** begin Dataset entries **

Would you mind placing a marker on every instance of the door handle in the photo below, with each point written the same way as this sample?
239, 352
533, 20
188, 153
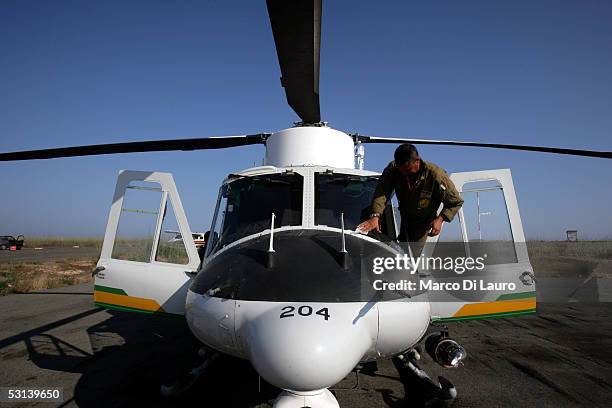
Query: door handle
97, 270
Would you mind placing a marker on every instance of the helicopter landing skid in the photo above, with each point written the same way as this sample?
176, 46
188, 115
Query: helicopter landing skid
185, 381
412, 374
320, 399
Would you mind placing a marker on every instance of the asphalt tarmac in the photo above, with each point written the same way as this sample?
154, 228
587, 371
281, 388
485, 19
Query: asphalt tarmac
57, 338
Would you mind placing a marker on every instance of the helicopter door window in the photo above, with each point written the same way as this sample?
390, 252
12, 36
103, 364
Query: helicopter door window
349, 194
246, 205
170, 247
487, 223
138, 222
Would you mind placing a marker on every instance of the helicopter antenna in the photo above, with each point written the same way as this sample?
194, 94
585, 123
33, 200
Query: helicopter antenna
343, 250
271, 247
360, 155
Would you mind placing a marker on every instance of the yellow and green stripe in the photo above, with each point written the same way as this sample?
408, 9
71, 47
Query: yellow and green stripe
115, 298
510, 304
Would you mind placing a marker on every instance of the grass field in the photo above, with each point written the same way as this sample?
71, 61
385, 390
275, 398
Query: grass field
554, 258
26, 277
61, 242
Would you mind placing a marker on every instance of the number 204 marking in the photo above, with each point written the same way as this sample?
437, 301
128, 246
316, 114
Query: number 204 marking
289, 311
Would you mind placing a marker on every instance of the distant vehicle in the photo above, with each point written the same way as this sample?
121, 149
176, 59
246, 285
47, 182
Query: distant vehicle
198, 237
10, 242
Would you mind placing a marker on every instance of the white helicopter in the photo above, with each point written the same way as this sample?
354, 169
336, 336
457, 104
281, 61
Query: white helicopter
286, 279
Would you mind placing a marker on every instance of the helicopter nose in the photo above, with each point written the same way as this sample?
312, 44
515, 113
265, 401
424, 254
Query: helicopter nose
309, 348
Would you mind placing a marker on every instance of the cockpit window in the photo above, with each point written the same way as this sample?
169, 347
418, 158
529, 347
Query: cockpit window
246, 205
351, 195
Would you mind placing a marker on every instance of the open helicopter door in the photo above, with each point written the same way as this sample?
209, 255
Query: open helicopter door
499, 280
140, 269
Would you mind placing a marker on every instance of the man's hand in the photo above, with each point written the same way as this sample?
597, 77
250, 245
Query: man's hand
436, 226
369, 225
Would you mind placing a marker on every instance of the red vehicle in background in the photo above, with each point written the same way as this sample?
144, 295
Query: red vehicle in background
10, 242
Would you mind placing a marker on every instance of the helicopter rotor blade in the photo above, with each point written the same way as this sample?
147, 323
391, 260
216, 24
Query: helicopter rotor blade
557, 150
296, 26
137, 147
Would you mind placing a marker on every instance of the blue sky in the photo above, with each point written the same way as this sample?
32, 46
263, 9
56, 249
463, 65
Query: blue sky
85, 72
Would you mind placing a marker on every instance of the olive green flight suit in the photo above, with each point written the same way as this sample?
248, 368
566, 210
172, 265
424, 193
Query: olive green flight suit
418, 206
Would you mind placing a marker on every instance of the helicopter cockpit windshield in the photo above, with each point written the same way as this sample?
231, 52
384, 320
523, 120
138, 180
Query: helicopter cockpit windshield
246, 205
350, 196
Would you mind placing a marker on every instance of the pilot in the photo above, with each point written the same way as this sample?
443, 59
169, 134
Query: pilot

** end Dataset entries **

→ **Exercise**:
Print the complete listing exactly as it stands, without its pictures.

→ **The solution**:
Would you mind placing a marker on every instance of the door handle in the photo below, with each point written the same way as this sample?
239, 352
533, 20
188, 153
Query: door handle
97, 270
Would you mind placing a marker on every instance of the helicopter landing skid in the photo above, with each point written the same way as this sample?
176, 46
188, 115
Query: helicopter landing skid
185, 381
412, 374
320, 399
Would you mind placing a marker on every instance of the asphalt tarmac in the photo above, with each point written the same way as this sample?
154, 228
587, 371
281, 388
485, 19
Query: asphalt tarmac
57, 338
Would you mind placing a marker on every instance of the helicopter door window in the photo above, with each point written the same way as this sample?
390, 252
12, 36
103, 364
Query: helicopter door window
349, 194
246, 205
170, 247
487, 223
138, 222
Would you mind placing a marker on every instance of the helicopter antenna in the photo above, with each point written the same way as this sample?
194, 94
585, 123
33, 200
Query: helicopter antenna
343, 250
271, 247
360, 155
Would you mind placing a marker on every instance of the yellow and green stripe in the photo above, with each point written the same way as this sample?
408, 9
71, 47
Query: yellow and green stripe
115, 298
510, 304
Would you mind placing a marker on every instance of the grass field in the photo above, with each point written the same way as this sample?
71, 61
385, 390
275, 398
Query: grass field
554, 258
26, 277
61, 242
Would you mind placing a marker on every instance of the number 204 marking in the photo above, with each point written the same way as this sample?
437, 301
128, 246
316, 114
Query: number 204 marking
289, 311
Would you mind placing a marker on every instance of the distant vehicle in the photo above, with each point written the same way as this sample?
121, 149
176, 59
246, 285
47, 182
Query: distant vehicle
198, 237
10, 242
Would you mind placing a marker on every instance of the white helicopter in the photo above, with each point written the same way as this sample?
354, 169
336, 336
457, 104
281, 61
Query: white helicopter
286, 279
Would you mind placing a marker on every instance of the helicopter nose in the photo above, with each point written the same way as this sample?
312, 44
515, 113
265, 401
424, 254
Query: helicopter nose
309, 348
Would you mind placing a marker on every instance of the cockpit window in the photo above, with each point written the same way as this sample?
169, 347
418, 158
529, 347
Query: cockpit window
246, 205
351, 195
Would you mind placing a marker on every instance of the open helicopter door in the photo above, with each point written the same way as this sample?
209, 255
Query: open helicopter door
499, 280
140, 269
Would you mind placing a marker on every instance of the man's hand in the photo above, with each point written the same way as this sample?
597, 77
250, 245
Query: man's hand
436, 226
369, 225
Would you mind placing a marker on every instance of the red vehicle in background in the photo above, with each point written the same way as this sample?
144, 295
Query: red vehicle in background
10, 242
Would you mind placing a marker on every instance of the helicopter rotor blade in the photo above, with each point written the same way as this sample?
147, 323
391, 260
216, 24
Query: helicopter rotor blade
557, 150
296, 26
137, 147
Would you mind placing a marker on every instance of the blue sky in the photo above, with each point written the same way as this sample?
32, 46
263, 9
56, 249
463, 65
Query: blue sky
85, 72
Would you mind placing a marker on every instance of the olive green flight suit in the photo above, with each point written the same way as this sample?
248, 368
566, 210
172, 265
424, 193
Query: olive green flight suit
418, 206
Would you mind placing a marker on every instance of the helicopter cockpit windshield in the photo above, with each point written the same way as this sample?
231, 52
384, 320
523, 120
138, 180
Query: helicopter cockpit windshield
246, 205
350, 196
Would you mind placing a marker on every instance of the pilot in the photo above, with each point written the same way as this sample?
443, 59
169, 134
Query: pilot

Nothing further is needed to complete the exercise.